■ Document section
The crux of the argument LVMH plans to present at a January trial it very much wishes wasn’t happening is that it had no choice but to back out of what—in light of the coronavirus pandemic, not that that has anything to do with it—looks like a very expensive $16 billion deal for Tiffany & Co. You see, the luxury goods conglomerate plans to tell Delaware Chancery Court, the republic for which it stands, in this case the Republic of France, ordered it to put on the brakes for the benefit of its homeland, in order to give it leverage in the meticulously scheduled trade war with the United States set to break out on Jan. 6, which also just happens to be well past the deal closing on the calendar for November, so they guess we’ll just have to call the whole thing off.
Strictly speaking, the basis of that argument is true: French Foreign Minister Jean-Yves Le Drian did send LVMH a letter instructing or at the very least suggesting it not to buy Tiffany until next year, although the legally-binding nature of that order or request is open to question. Also open to question is how, exactly, that letter came about. After all, LVMH reportedly asked Le Drian’s colleague, Finance Minister Bruno Le Maire, to help it scotch the deal, which request was swiftly rejected. The company has emphatically denied that “malicious and completely unfounded accusation,” much as it has called Le Drian’s letter “unsolicited” and a “total surprise.” That description, frankly, sounds like a total surprise to M. Le Drian.
Aurélien Pradié, a lawmaker with the conservative Les Republicains party, asked Mr. Le Drian why he sent the letter, which was addressed to Bernard Arnault, LVMH’s chief executive and controlling shareholder. “You flew to the aid of his board of directors with no legal basis, no solid argument,” Mr. Pradié said.
Mr. Le Drian said part of his job is to respond to the political questions of French companies, particularly concerning the U.S.
“My role is to apply, if necessary, the government’s opinion on assessments of a political nature on the management of major international events to come,” Mr. Le Drian said. “This is the reason why I answered a question from the LVMH group, totally in my role.”
That certainly sounds bad, and very much like something Vice Chancellor Joseph Slights III will want to hear about come Jan. 5, and might even lead him to conclude that Tiffany shareholders are entitled to their $16 billion from LVMH, or at least a few billion in compensation for being left at the altar, since, you know, LVMH looks like they might have torpedoed their own deal and then lied through their teeth about it. Certainly, it’s not something LVMH wants to talk about.
Last Wednesday, LVMH said in a court filing responding to Tiffany’s lawsuit that U.S. legal doctrine precludes courts from questioning the validity of Mr. Le Drian’s letter.

■ Data extract
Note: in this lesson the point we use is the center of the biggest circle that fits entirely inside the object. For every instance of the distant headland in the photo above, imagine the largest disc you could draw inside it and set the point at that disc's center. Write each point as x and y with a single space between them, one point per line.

■ Work item
In the article on LVMH's Tiffany deal, to whom was Jean-Yves Le Drian's letter addressed?

■ Response area
Bernard Arnault, LVMH's chief executive and controlling shareholder.